▶ [EXERCISE TEXT]:
Here's a CNBC interview with our favorite person, National Association of Realtors chief economist Lawrence Yun. He is arguing for an extension of the first-time home buyer tax credit. Basically, he wants to use our tax dollars to prop up a bubble.
More tax money to be wasted:
When Congress passed an $8,000 tax credit for first-time home buyers last winter, it was intended as a dose of shock therapy during a crisis. Now the question is becoming whether the housing market can function without it.So basically, money that could be used to help the poor or improve our schools would be used to prop up a bubble instead.
As many as 40 percent of all home buyers this year will qualify for the credit. It is on track to cost the government $15 billion, more than twice the amount that was projected when Congress passed the stimulus bill in February.
In the view of the real estate industry and some economists, all that money is well spent. They contend the credit is doing what it was meant to do, encouraging a recovery in the housing market that is gathering steam. Analysts say the credit is directly responsible for several hundred thousand home sales.
Skeptics argue that most of the money is going to people who would have bought a home anyway. And they contend that unless it is allowed to expire on schedule in late November, the tax credit is likely to become one more expensive government program that refuses to die.
The real estate industry, including the powerful 1.1 million-member National Association of Realtors, wants Congress to extend the credit at least through next summer. The group hopes to expand the program to $15,000 and to allow all buyers, not just those who have been out of the market for at least three years, to qualify. The price tag on that plan: $50 billion to $100 billion. ...

▶ [RECORDED DATA]:
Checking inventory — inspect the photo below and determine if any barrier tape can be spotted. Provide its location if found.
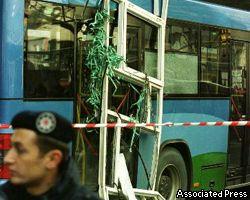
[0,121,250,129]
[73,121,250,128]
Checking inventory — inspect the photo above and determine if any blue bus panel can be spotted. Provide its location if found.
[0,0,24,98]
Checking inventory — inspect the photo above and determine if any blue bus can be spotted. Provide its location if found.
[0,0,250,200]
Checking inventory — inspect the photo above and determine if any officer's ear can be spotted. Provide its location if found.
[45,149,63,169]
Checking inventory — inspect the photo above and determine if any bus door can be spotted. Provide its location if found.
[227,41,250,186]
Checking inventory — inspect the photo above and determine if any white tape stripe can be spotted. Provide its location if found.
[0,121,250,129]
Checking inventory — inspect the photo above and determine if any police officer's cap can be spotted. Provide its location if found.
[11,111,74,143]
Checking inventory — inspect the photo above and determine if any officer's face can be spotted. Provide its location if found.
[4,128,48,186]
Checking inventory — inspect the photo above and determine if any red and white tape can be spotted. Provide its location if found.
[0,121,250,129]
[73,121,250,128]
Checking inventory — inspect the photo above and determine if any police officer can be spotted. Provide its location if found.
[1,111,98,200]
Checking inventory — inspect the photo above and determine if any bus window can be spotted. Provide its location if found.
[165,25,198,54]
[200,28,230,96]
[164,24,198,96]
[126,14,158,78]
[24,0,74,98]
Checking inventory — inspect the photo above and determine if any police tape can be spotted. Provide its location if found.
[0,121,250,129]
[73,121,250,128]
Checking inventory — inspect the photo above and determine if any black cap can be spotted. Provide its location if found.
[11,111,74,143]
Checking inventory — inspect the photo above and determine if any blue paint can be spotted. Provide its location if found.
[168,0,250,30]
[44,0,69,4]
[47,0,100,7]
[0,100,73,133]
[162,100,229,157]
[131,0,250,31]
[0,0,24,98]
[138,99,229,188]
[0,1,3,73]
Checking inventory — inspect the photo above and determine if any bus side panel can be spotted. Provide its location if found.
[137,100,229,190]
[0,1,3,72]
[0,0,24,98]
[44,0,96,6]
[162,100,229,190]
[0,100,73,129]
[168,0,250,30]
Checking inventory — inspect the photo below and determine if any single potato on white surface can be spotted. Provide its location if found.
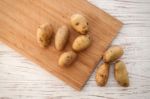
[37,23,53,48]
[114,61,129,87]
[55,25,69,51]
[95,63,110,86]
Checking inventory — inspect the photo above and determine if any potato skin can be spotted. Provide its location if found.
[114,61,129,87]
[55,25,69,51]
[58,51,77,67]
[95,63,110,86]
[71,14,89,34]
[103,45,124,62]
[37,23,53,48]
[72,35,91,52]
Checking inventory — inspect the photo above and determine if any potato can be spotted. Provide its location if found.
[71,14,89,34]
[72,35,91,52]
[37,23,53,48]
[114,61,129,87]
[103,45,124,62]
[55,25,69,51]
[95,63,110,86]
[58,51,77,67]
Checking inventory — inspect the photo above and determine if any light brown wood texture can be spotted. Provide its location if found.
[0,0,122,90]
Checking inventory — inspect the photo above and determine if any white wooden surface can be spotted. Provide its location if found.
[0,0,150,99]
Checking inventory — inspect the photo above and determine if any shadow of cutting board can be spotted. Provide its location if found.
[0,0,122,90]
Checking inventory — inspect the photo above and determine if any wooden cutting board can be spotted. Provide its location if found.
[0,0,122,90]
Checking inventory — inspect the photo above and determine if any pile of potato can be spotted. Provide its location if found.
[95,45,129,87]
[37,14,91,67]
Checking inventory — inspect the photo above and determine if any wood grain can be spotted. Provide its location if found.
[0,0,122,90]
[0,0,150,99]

* * *

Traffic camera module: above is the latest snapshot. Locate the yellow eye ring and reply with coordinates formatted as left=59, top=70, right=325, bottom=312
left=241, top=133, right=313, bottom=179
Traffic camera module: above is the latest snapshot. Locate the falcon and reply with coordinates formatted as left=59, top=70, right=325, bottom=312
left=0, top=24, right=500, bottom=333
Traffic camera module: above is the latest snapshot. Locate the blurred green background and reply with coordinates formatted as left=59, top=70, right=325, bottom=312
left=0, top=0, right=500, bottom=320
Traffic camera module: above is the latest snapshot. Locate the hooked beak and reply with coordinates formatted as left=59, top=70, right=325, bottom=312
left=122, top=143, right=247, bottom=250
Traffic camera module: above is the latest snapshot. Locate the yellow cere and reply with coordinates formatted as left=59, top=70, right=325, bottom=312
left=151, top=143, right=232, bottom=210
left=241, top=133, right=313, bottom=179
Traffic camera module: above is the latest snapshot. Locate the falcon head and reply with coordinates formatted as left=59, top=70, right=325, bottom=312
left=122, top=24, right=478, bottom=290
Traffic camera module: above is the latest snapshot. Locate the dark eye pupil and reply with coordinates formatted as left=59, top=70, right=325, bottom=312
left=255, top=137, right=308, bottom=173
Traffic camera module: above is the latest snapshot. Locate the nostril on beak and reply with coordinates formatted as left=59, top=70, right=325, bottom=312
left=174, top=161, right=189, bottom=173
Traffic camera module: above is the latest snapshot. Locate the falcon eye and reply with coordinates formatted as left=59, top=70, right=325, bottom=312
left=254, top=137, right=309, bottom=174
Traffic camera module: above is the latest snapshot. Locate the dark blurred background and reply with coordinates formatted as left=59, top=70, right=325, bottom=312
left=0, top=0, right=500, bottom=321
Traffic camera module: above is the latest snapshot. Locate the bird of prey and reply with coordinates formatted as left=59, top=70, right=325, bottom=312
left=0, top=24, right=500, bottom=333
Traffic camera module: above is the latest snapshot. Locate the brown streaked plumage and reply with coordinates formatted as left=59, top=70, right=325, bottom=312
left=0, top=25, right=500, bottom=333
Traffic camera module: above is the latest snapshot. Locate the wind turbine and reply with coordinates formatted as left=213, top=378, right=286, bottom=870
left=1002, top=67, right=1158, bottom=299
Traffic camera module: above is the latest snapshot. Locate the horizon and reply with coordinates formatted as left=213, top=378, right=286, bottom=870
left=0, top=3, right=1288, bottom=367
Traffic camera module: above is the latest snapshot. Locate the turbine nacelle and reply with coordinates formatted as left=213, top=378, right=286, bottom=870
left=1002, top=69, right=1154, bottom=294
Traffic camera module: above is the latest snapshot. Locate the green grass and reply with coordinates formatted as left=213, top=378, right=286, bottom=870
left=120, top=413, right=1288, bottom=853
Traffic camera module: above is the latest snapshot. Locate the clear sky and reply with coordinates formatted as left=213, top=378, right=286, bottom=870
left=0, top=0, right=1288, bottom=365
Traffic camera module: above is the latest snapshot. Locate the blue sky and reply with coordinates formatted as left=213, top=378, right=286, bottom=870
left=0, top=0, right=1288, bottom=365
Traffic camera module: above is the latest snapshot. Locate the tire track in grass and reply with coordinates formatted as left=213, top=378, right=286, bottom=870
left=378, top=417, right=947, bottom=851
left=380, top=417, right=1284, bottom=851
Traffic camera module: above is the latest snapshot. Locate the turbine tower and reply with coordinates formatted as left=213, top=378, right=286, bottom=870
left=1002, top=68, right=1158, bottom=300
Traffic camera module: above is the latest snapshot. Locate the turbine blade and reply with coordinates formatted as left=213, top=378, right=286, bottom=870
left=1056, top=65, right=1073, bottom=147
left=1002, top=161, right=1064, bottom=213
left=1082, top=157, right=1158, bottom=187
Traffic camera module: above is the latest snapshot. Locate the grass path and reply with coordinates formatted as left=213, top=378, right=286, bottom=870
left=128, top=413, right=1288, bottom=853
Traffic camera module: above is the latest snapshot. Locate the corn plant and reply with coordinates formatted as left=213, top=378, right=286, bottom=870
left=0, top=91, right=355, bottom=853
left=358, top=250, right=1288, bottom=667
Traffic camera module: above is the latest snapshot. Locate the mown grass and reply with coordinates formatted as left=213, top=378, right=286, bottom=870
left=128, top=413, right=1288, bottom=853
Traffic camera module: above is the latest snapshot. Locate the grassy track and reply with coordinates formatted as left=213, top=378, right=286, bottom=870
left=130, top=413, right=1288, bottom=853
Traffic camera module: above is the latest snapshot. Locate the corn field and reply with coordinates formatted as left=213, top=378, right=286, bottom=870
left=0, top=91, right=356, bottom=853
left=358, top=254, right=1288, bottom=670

▶ [TASK DESCRIPTION]: Copy the tax credit text from "More tax money" to "a bubble instead.", swapping "shock therapy" out for "emergency treatment". These records have no connection to the tax credit text.

▶ [TASK SOLUTION]:
More tax money to be wasted:
When Congress passed an $8,000 tax credit for first-time home buyers last winter, it was intended as a dose of emergency treatment during a crisis. Now the question is becoming whether the housing market can function without it.So basically, money that could be used to help the poor or improve our schools would be used to prop up a bubble instead.